(Records contained in a dataset)
((
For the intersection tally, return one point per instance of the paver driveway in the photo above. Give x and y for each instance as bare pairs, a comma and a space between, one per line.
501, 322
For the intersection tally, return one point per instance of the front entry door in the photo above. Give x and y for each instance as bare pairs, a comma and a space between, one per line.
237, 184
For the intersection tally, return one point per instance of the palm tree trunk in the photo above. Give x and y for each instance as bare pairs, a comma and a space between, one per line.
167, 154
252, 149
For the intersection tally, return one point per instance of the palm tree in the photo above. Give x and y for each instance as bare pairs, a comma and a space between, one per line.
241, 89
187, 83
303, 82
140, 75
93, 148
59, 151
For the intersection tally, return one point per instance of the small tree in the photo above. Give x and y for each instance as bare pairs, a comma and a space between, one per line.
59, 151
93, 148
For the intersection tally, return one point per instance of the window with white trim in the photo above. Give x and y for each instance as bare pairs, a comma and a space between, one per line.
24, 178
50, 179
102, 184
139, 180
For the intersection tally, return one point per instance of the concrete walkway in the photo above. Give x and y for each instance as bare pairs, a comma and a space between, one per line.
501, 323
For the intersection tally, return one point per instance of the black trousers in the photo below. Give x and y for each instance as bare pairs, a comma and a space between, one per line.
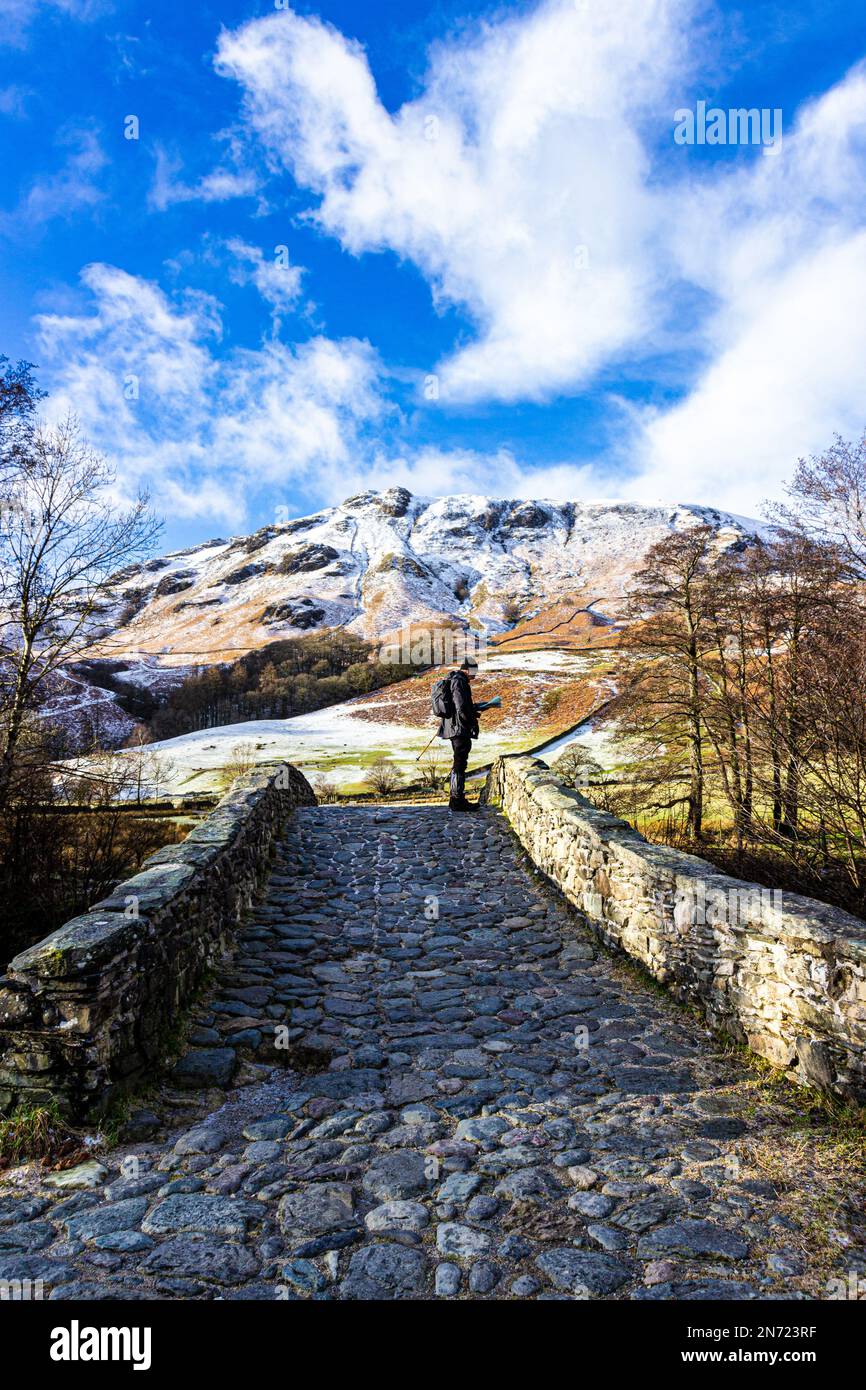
))
TASK DIRECTIONS — Report each line of the listing above that contains the string "palm", treating uppercase and lowercase letters as different.

WRITTEN SOLUTION —
For the intersection tally, return one point per instance of the palm tree trunk in the photo above. Give x and y for each instance as bare pairs, a comma and a space between, one per line.
For the intersection tally, return one point per instance of the palm tree in the photo above. Give x and y for each instance as bare pairs, a comma and a space between, one per line.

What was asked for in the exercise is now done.